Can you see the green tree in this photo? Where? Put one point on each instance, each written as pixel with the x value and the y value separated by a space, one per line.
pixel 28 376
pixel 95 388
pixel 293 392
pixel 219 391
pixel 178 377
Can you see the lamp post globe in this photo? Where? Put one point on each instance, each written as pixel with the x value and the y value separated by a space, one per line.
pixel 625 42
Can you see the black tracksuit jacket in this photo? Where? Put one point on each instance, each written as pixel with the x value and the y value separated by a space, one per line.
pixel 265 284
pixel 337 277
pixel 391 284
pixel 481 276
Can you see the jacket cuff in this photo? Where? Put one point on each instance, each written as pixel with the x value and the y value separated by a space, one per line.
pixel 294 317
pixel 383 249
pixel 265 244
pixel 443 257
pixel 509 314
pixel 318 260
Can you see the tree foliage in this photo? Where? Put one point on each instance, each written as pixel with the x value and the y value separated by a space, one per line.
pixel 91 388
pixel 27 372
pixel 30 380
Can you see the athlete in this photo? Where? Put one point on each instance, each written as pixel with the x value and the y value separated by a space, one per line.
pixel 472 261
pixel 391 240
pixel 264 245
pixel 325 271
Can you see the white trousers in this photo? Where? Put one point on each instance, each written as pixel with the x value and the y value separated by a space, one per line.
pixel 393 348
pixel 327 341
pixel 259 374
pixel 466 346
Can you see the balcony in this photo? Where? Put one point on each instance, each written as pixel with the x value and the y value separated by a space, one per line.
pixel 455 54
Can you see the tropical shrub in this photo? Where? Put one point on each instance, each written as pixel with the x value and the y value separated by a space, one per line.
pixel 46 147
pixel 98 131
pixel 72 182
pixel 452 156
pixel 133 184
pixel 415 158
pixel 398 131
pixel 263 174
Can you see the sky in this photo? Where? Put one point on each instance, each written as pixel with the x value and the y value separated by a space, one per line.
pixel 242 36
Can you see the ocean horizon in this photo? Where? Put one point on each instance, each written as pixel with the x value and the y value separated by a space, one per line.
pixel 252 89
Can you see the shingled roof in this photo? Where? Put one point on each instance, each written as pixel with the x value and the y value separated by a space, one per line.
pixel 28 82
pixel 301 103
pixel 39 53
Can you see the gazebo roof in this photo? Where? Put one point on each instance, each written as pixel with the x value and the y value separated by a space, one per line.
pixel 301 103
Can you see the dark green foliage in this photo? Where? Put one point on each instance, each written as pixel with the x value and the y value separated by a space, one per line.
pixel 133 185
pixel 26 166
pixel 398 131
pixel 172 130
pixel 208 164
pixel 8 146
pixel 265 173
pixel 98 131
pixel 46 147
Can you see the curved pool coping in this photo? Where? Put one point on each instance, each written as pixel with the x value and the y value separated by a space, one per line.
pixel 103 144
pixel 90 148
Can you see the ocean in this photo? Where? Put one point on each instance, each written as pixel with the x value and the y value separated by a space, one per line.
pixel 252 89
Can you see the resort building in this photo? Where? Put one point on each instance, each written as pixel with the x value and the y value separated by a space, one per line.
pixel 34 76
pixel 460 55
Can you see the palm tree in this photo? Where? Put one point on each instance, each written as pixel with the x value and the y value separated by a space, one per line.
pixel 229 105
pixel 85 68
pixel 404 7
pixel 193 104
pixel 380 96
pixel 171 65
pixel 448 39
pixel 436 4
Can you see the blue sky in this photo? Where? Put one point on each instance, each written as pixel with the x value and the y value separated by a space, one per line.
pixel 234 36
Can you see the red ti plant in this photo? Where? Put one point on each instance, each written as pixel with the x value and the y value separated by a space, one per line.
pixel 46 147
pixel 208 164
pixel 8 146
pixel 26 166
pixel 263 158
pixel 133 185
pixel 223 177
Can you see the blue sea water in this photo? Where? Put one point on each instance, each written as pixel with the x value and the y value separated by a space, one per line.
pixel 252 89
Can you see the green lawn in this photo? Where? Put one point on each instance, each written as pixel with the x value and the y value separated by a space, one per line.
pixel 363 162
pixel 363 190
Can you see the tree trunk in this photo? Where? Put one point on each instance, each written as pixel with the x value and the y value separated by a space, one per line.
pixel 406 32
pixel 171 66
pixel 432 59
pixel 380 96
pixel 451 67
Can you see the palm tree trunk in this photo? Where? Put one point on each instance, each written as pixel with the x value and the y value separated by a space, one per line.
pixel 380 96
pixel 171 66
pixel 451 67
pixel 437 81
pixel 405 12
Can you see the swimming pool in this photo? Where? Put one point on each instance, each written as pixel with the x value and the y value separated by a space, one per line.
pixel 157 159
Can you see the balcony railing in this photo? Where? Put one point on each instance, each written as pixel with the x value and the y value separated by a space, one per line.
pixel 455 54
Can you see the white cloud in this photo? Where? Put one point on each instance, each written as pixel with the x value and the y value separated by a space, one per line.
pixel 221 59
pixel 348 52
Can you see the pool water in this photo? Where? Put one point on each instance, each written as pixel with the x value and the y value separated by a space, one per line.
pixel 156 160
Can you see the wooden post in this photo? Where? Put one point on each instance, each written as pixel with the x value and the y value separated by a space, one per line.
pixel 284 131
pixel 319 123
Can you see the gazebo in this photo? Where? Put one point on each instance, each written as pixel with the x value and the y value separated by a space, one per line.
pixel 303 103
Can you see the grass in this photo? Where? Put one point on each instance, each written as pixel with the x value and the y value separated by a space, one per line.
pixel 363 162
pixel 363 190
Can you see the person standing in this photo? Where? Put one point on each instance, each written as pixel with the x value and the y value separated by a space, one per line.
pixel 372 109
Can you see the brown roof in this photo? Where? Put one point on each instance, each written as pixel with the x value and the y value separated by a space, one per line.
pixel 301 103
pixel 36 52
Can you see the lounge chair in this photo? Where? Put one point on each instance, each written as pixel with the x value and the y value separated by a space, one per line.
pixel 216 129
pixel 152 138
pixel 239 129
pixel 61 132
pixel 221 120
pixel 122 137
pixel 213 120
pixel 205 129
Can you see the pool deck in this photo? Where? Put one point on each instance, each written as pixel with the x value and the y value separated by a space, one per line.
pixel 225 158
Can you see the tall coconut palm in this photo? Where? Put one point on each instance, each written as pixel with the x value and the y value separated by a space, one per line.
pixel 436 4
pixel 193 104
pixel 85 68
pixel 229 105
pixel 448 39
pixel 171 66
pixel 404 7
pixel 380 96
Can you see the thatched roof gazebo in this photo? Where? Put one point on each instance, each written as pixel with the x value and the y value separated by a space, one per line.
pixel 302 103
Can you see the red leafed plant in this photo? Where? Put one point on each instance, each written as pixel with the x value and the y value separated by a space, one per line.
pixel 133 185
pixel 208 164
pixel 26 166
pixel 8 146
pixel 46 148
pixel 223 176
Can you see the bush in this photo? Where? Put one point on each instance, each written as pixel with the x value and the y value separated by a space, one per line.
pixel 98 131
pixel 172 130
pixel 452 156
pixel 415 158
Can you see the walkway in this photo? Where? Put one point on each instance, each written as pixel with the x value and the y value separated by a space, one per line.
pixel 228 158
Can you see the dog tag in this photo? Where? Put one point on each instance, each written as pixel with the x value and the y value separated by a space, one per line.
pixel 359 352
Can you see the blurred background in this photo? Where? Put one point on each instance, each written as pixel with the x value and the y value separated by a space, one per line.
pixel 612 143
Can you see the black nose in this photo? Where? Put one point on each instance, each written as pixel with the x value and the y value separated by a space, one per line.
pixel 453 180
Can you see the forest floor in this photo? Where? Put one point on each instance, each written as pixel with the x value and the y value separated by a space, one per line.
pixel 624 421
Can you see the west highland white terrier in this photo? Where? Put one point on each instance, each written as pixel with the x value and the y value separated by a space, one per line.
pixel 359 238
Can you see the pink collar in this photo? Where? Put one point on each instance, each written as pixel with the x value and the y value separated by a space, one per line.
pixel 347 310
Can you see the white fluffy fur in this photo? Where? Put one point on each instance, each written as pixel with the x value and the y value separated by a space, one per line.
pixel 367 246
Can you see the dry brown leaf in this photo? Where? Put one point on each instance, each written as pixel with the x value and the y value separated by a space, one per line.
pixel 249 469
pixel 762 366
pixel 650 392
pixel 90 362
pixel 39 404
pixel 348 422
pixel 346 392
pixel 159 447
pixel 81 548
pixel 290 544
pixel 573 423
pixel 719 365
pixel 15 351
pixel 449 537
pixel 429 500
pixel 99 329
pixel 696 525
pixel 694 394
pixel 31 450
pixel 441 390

——

What is expected:
Render the material from the line with "Can you see the white fluffy" up to and including the line with "pixel 367 246" as a Markdown table with the columns Row and Line. Give each line its own numbered row and leave out any blank lines.

Solution for this problem:
| Row | Line |
|---|---|
| 1 | Can you see the white fluffy fur in this photo? Where? Put one point on each instance, each written as pixel with the x value and the y value separated by a space, one per line. |
| 2 | pixel 367 246 |